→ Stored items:

= = =

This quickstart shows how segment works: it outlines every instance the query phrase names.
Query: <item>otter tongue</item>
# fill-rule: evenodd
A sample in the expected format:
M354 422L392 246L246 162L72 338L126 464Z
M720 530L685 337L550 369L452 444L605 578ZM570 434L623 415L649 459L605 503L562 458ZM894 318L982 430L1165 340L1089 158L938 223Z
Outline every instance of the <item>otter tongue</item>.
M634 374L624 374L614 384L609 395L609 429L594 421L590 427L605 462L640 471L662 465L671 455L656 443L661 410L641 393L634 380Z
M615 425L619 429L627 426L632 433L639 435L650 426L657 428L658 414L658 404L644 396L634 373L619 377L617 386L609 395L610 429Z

= = =

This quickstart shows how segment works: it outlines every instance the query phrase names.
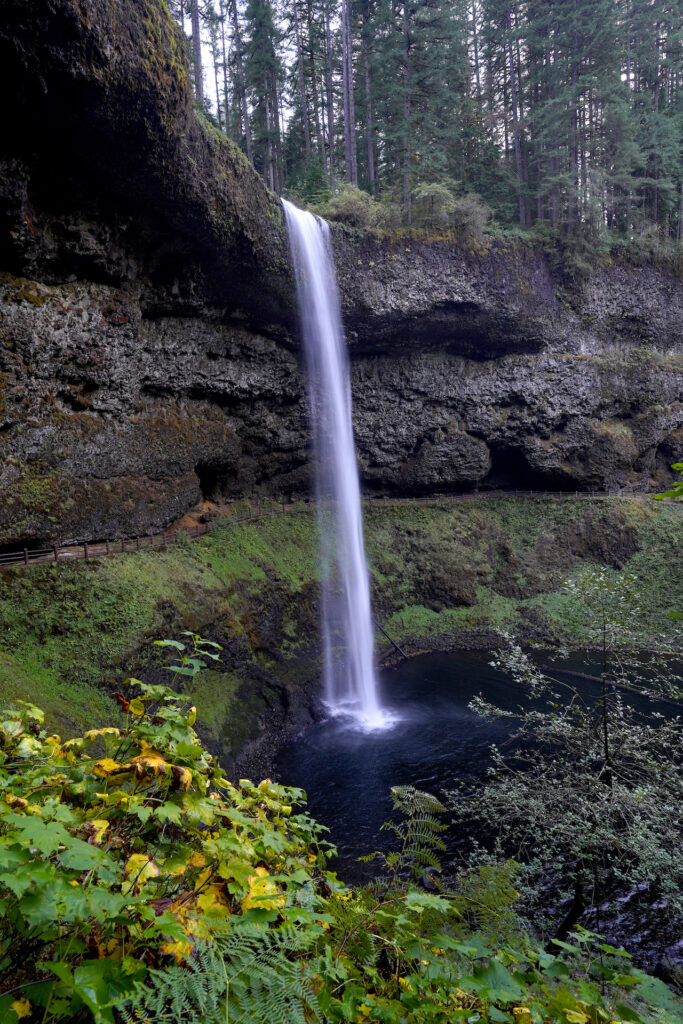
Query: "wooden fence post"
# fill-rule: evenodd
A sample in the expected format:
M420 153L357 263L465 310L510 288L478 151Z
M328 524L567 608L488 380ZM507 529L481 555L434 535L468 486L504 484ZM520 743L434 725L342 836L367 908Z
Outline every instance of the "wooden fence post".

= = =

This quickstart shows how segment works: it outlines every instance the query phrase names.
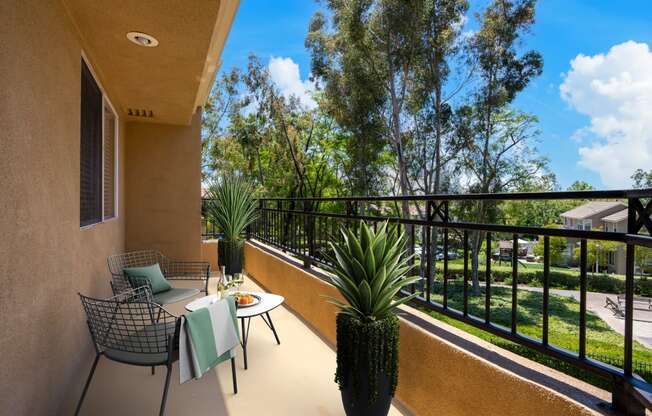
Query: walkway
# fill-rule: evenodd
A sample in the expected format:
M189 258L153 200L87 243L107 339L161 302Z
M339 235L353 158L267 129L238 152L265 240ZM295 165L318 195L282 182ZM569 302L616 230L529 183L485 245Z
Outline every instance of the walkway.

= = =

→ TRY IT:
Find "M189 258L153 200L87 243L107 339L161 302Z" in the entries above and copy that whole line exactly, then each line after it through the line that contains "Outline every instance of the walkway.".

→ WRITTEN REPLY:
M189 258L153 200L87 243L107 339L161 302Z
M339 235L353 158L267 129L238 152L265 240ZM295 165L318 195L282 182ZM569 302L616 230L529 183L485 245Z
Outline every instance of the walkway.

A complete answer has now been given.